━━ RECORDS PROVIDED ━━
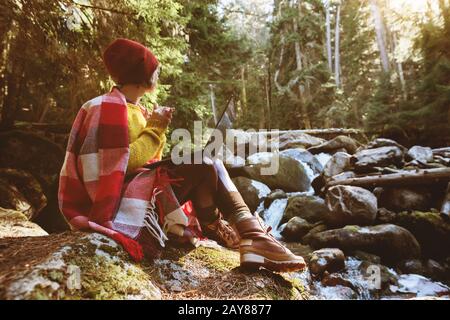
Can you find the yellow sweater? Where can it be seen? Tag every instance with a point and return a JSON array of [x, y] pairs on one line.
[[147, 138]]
━━━
━━ RECORDS PROVIDED ━━
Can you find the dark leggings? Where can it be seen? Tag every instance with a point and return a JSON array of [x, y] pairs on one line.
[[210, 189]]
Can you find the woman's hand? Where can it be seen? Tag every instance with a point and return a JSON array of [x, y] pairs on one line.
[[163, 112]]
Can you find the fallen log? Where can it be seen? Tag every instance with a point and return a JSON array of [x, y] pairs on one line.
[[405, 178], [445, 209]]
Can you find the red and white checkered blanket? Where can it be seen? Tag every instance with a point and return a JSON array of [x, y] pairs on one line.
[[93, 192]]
━━━
### STATED EXERCISE:
Rewrite the data from the line with "Can you find the red" to the line with "[[93, 192]]", both included, as a Markdown table with the columns Row and Line, numbering each line and leaving out blank lines.

### WORKED SOLUTION:
| Row | Line |
|---|---|
| 1 | Can you find the red and white checkered blanket? Where can it be seen? Tag every instance with a point and return a JSON array of [x, y] pairs on one line. |
| 2 | [[93, 192]] |